The automata processing apparatus 110 includes at least one processor 120, a computer-readable storage medium 130, and a communication bus 170.

The processor 120 may control to operate as the automata processing apparatus 110. For example, the processor 120 may execute one or more programs stored in the computer-readable storage medium 130. The one or more programs may include one or more computer executable instructions, which, when executed by the processor 120, computer-executable instructions may be configured to cause the automata processing apparatus 110 to perform operations according to the exemplary embodiment.

The computer-readable storage medium 130 is configured to store computer-executable instructions or program code, program data, and/or other suitable form of information. The computer-executable instructions or program code, program data, and/or other suitable form of information may also be provided via an input/output interface 150 or a communication interface 160. The program 140 stored in the computer-readable storage medium 130 includes a set of instructions executable by the processor 120. In one embodiment, the computer-readable storage medium 130 includes a memory (volatile memory such as random access memory, non-volatile memory, or a suitable combination thereof), one or more magnetic disk storage devices, optical disk storage devices, flash memory devices, other types of storage media accessed by the automata processing apparatus 110 and capable of storing desired information, or a suitable combination thereof.

The communication bus 170 interconnects various other components of the automata processing apparatus 110, including the processor 120 and the computer readable storage medium 130.

The automata processing apparatus 110 may also include one or more input/output interfaces 150 and one or more communication interfaces 160 that provide interfaces for one or more input/output devices. The input/output interface 150 and the communication interface 160 are connected to the communication bus 170. The input/output device (not illustrated) may be connected to other components of the automata processing apparatus 110 through the input/output interface 150.

PROVIDED DATA:
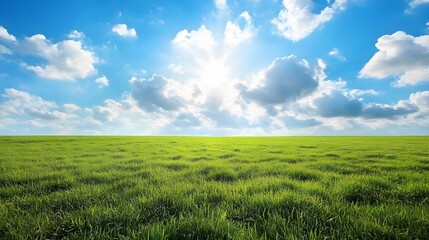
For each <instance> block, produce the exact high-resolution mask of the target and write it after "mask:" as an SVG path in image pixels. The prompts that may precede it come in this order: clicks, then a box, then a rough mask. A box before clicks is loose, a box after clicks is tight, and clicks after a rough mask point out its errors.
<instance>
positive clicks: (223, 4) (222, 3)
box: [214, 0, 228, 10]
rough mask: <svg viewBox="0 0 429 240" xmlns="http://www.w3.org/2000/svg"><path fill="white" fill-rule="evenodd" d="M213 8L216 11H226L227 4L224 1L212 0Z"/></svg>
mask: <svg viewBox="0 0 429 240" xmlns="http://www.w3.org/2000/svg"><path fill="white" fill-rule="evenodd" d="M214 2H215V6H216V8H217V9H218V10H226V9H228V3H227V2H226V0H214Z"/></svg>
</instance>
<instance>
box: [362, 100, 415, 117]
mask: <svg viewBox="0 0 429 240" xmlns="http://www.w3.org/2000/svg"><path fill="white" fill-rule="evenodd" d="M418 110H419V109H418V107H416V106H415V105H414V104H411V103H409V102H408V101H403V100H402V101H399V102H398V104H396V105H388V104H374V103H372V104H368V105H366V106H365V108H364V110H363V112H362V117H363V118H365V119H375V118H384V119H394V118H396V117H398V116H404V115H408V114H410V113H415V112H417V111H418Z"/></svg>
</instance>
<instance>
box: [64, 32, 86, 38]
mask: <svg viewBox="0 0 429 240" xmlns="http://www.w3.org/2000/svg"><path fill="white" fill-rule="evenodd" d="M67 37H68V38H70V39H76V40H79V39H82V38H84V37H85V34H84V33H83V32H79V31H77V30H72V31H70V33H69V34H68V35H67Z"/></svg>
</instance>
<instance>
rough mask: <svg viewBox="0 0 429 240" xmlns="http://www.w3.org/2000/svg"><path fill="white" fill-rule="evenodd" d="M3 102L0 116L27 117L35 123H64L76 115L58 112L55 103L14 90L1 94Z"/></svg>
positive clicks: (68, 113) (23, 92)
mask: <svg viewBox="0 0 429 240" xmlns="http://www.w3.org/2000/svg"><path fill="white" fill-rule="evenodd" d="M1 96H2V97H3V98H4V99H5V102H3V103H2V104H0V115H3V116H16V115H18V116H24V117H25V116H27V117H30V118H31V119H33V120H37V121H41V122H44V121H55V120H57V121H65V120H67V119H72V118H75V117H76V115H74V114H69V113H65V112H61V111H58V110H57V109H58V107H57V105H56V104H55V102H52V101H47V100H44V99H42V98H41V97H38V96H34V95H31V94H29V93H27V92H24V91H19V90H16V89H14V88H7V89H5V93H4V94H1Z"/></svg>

PROBLEM DESCRIPTION:
Please output the part of the apparatus description between "The automata processing apparatus 110 includes" and "the exemplary embodiment.", inclusive, word for word. Work only from the apparatus description, not from the entries.

TASK RESPONSE:
The automata processing apparatus 110 includes at least one processor 120, a computer-readable storage medium 130, and a communication bus 170.

The processor 120 may control to operate as the automata processing apparatus 110. For example, the processor 120 may execute one or more programs stored in the computer-readable storage medium 130. The one or more programs may include one or more computer executable instructions, which, when executed by the processor 120, computer-executable instructions may be configured to cause the automata processing apparatus 110 to perform operations according to the exemplary embodiment.